§ **Challenge**
Please rescale the lines below from the line with "target | sunset sky" to the line with "x=1093, y=419", both included, and output only those lines. Multiply each answer coordinate by 1.8 and round it to a whole number with halves going up, leaving every other line and the sample coordinates unchanged.
◇ ◇ ◇
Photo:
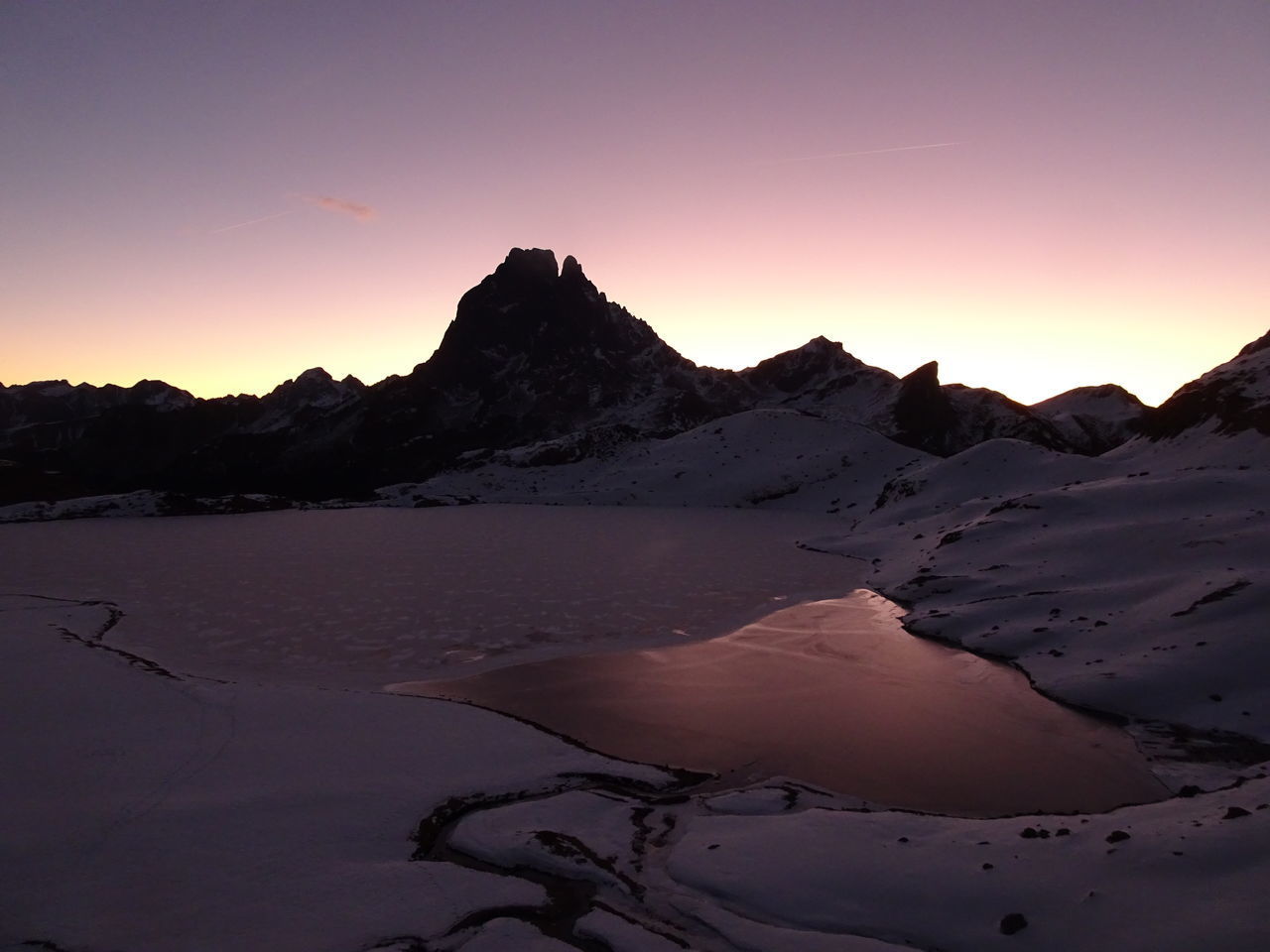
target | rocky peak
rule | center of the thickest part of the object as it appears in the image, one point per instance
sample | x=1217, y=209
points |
x=1229, y=399
x=527, y=267
x=1261, y=343
x=924, y=414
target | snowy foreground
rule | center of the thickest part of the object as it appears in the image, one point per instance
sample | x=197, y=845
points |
x=213, y=769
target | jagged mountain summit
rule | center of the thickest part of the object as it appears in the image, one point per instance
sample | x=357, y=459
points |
x=536, y=358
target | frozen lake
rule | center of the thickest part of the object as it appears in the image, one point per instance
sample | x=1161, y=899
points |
x=358, y=598
x=833, y=693
x=601, y=624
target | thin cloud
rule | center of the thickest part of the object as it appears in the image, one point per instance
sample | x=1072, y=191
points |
x=253, y=221
x=362, y=212
x=861, y=151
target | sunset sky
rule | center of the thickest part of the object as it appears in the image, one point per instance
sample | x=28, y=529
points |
x=1038, y=194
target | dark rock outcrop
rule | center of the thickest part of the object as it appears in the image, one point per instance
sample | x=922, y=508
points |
x=1229, y=399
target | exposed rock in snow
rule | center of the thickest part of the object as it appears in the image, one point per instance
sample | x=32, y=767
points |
x=1229, y=399
x=1093, y=419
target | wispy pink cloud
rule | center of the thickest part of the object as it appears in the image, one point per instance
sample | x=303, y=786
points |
x=362, y=212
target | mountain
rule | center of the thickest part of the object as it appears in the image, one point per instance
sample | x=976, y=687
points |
x=1230, y=399
x=539, y=361
x=1097, y=417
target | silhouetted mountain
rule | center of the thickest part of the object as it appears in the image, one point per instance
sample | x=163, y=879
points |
x=1095, y=419
x=1229, y=399
x=538, y=358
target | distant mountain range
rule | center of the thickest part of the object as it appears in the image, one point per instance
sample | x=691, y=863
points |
x=540, y=362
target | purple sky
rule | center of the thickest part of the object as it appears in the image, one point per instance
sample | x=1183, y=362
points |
x=221, y=194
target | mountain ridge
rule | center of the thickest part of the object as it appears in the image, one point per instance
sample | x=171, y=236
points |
x=539, y=356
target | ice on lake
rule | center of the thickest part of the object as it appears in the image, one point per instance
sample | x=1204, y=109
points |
x=358, y=598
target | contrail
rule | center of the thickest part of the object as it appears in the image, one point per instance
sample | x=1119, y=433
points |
x=862, y=151
x=255, y=221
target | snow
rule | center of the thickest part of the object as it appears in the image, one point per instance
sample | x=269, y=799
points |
x=150, y=812
x=767, y=458
x=359, y=598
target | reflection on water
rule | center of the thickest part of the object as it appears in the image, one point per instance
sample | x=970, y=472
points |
x=837, y=694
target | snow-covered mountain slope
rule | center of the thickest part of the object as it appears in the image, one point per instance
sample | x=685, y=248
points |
x=1097, y=417
x=535, y=353
x=1229, y=399
x=1116, y=583
x=770, y=458
x=296, y=403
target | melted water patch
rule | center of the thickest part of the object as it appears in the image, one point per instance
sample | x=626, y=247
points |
x=837, y=694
◇ ◇ ◇
§ **The completed task**
target | sunset sky
rule | center of the thickest part of the object as it appears in the image, one point per instance
sample | x=28, y=529
points |
x=1868, y=349
target | dark rock outcrop
rule | center of the thickest part of the object as it appears in the image, one point per instance
sample | x=922, y=508
points |
x=2212, y=718
target | exposed rock in snow
rule | center of the thickest part of the object as it appears in the image, one point per instance
sample | x=32, y=767
points |
x=2212, y=718
x=1967, y=754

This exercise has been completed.